### Passage shown
>>>>

Example 2: Absolute path specification on DOS/Windows
CD `D:\Data\BaseCase`
In this example the current directory is changed to BaseCase under Data, which is under the root directory on drive D.
Example 3: Absolute path specification on Unix
CD `~/Simulation/Sensitivity/EOS6`
In this example the current directory is changed to Sensitivity under Simulation, which is under the user’s login directory.
(see also: ALIAS Table for alternative keywords)
The CHARACTERIZATION keyword specifies a name for the characterization which is being described. The argument char_name makes it a named characterization. The actual description of the characterization is done using the CHARACTERIZATION and the BIPS keywords. The CHARACTERIZATION keyword makes the named characterization "current" and associates the property table (COMP keyword) and the binary interaction parameters (BIPS keyword) with it.
This named characterization is also used in a CONVERT keyword which defines the conversion between two characterizations. The RESTORE keyword can be used later in the same file to change back to a previously defined characterization if another characterization has been defined subsequently (see Example 2)

<<<<

### Given task A
Rewrite the records from the line with "[pin] overcast sky -- one per line" through the end of the records, replacing "windshield wiper" with "wiper blade" and keeping everything else the same. Give only those lines.

### Excerpt from a dataset
>>>>

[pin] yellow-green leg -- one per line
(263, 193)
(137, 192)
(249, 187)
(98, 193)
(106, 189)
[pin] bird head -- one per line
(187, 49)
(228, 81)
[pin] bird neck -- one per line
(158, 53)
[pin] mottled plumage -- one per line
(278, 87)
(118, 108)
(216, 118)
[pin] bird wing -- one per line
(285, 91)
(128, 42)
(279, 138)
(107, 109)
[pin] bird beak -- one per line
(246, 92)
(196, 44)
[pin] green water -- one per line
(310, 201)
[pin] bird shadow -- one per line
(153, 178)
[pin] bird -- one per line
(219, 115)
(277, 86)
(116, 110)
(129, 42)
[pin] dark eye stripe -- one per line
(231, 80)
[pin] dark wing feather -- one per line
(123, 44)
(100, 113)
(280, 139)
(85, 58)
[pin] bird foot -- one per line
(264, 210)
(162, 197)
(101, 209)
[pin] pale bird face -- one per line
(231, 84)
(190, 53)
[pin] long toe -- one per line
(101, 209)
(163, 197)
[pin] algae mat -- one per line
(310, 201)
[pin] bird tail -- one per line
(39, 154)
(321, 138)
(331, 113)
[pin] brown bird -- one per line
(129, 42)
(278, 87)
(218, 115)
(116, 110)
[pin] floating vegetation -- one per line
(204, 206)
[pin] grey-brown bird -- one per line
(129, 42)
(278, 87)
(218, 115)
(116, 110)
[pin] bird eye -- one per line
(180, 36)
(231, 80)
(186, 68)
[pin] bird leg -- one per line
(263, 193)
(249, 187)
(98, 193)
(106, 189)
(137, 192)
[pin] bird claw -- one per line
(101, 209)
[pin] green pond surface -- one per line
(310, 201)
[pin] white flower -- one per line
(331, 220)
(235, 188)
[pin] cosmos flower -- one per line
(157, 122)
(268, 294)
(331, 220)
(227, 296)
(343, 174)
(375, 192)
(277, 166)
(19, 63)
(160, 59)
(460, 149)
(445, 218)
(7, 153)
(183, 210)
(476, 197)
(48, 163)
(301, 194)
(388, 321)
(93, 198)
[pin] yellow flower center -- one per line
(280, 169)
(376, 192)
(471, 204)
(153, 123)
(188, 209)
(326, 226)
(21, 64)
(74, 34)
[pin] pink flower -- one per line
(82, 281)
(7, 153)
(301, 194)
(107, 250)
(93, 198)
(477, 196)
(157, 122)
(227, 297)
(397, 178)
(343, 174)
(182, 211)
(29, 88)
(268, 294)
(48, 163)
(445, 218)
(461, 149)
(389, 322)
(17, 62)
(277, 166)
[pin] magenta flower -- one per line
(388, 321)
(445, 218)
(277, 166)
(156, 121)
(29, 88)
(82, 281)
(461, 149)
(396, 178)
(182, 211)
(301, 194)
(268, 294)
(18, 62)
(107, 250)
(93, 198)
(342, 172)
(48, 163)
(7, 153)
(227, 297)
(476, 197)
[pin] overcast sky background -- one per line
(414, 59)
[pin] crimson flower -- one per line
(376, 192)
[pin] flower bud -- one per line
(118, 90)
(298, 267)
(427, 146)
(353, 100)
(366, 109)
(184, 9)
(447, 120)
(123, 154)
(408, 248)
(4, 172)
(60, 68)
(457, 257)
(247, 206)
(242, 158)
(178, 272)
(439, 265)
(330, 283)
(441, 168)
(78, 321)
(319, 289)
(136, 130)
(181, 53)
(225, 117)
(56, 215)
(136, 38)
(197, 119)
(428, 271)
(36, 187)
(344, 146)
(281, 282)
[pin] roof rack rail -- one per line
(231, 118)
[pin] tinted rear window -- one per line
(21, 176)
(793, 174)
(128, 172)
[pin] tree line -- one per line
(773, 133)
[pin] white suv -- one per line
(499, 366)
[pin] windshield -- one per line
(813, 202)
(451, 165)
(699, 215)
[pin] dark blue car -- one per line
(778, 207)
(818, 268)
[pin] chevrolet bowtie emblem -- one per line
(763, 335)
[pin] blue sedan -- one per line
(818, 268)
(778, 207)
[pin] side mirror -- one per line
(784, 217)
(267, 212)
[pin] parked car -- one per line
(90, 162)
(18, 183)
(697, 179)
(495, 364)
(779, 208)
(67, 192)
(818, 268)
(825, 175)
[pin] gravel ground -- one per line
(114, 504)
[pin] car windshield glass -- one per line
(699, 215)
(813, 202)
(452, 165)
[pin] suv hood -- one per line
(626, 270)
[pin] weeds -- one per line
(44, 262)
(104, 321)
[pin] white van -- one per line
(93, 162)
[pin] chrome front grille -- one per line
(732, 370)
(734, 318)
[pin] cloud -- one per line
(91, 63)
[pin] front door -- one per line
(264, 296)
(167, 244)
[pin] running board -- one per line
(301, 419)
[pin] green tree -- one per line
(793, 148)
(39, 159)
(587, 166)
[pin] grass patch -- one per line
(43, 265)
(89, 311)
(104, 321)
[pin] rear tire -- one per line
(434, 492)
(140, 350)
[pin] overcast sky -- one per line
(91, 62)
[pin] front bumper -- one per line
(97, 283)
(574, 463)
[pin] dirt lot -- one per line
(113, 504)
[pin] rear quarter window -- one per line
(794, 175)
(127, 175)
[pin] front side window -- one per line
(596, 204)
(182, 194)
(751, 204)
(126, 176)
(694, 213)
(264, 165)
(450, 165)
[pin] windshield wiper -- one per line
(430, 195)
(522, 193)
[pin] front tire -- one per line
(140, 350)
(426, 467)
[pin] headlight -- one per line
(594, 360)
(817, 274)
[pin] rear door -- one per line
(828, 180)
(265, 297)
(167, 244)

<<<<

### Given task B
In the passage on directory paths and characterizations, which keyword can be used to change back to a previously defined characterization?

### Full solution A
[pin] overcast sky -- one per line
(91, 62)
[pin] front bumper -- one per line
(97, 283)
(574, 463)
[pin] dirt lot -- one per line
(113, 504)
[pin] rear quarter window -- one per line
(794, 175)
(127, 175)
[pin] front side window -- one per line
(596, 204)
(182, 194)
(751, 204)
(126, 176)
(694, 213)
(264, 165)
(450, 165)
[pin] wiper blade -- one per line
(430, 195)
(522, 193)
[pin] front tire -- one per line
(140, 350)
(426, 467)
[pin] headlight -- one per line
(594, 360)
(817, 274)
[pin] rear door -- one per line
(828, 180)
(265, 297)
(167, 244)

### Full solution B
The RESTORE keyword.